Overall Impression: Reflecting on USASBE 2024, one can’t help but feel invigorated by the entrepreneurial educators’ passion for integrating cutting-edge AI technologies into their curricula. But behind the technology, it’s important to remember humanity. Humans have problems that need solving. Humans have ambitions and goals. Humans buy from other humans.
This tech-forward mindset aligns perfectly with EcoMap Technologies’ vision of empowering students and educators by helping them find the most relevant information that they are searching for. Not to just provide information for its own sake, but rather so it can be utilized to advance a personal goal or solve a problem.
AI is just a means to that end.
If you are interested in learning more about how EcoMap can help you support your ecosystem, you can sign up for a demo through the calendar below.
AI In Action: Always Iterating
Did you appreciate the futuristic-looking design used in this EcoMap ReCap post?
AI made it.
Well … mostly.

Stored data entries:
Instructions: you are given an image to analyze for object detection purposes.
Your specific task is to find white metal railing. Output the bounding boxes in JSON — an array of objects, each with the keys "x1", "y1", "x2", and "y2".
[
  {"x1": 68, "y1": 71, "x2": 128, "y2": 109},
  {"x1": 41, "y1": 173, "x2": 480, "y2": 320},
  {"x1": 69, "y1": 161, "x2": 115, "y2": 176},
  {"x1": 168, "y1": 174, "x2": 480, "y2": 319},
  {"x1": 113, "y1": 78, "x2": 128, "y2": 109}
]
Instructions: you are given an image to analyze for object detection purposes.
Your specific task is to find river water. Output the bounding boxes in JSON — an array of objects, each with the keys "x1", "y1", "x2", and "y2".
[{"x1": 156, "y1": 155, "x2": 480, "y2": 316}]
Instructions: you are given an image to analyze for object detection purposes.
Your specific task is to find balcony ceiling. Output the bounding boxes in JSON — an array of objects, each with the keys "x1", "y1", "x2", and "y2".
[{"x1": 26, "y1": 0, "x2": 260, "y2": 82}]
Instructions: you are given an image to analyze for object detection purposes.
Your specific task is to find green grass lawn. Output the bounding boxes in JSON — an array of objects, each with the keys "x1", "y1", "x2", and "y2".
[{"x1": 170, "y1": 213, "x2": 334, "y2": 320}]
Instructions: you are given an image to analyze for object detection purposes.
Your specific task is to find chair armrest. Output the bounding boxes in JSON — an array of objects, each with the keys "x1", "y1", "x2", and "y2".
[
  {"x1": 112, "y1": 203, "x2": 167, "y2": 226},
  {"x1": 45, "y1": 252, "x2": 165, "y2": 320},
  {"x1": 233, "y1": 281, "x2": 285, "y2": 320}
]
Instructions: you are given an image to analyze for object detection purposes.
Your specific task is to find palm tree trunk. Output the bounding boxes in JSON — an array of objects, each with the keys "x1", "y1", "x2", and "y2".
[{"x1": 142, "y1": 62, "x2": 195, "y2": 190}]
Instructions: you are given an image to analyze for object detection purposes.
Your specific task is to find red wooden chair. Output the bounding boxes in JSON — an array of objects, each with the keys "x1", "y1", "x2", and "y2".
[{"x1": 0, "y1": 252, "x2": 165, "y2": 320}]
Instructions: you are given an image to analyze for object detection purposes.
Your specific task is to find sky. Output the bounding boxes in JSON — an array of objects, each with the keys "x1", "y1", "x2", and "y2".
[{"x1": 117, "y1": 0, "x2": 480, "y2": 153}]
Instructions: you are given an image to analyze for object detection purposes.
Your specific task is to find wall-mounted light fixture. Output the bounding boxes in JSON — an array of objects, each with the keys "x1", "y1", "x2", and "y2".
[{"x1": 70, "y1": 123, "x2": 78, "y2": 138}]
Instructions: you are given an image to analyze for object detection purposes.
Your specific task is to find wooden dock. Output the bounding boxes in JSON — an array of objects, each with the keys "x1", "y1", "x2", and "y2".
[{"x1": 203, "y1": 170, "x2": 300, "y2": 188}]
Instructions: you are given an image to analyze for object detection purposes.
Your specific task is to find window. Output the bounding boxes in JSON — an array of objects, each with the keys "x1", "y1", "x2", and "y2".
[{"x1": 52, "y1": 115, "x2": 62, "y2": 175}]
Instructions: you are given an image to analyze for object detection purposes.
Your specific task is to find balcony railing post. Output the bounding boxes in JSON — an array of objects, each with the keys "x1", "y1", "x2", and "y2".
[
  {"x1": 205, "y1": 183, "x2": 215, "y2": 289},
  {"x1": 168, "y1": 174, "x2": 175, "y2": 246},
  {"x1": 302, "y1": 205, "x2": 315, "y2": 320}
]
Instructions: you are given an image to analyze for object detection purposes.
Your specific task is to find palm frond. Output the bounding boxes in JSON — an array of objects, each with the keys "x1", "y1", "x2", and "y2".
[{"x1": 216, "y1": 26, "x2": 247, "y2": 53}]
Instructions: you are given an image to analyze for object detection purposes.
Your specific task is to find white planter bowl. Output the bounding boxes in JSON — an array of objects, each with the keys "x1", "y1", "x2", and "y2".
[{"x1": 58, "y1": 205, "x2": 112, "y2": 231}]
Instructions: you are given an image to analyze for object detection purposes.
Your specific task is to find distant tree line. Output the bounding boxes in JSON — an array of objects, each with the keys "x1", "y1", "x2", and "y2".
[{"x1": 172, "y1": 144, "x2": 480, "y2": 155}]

REQUIREMENT 1: According to the USASBE 2024 recap, why is it important to remember humanity behind the technology?
REQUIREMENT 2: From the USASBE 2024 recap, extract the passage from "If you are interested" up to and including "AI made it.".
REQUIREMENT 3: Condense the paragraph of the USASBE 2024 recap that begins "Overall Impression: Reflecting on USASBE 2024," keeping its main facts.
Rely solely on the text to complete each task.

WORKED SOLUTION 1: Humans have problems that need solving and have ambitions and goals. Humans also buy from other humans.

WORKED SOLUTION 2:
If you are interested in learning more about how EcoMap can help you support your ecosystem, you can sign up for a demo through the calendar below.
AI In Action: Always Iterating
Did you appreciate the futuristic-looking design used in this EcoMap ReCap post?
AI made it.

WORKED SOLUTION 3: USASBE 2024 leaves one invigorated by entrepreneurial educators' passion for bringing cutting-edge AI technologies into their curricula. Still, humanity matters behind the technology: humans have problems to solve and goals to pursue, and they buy from other humans.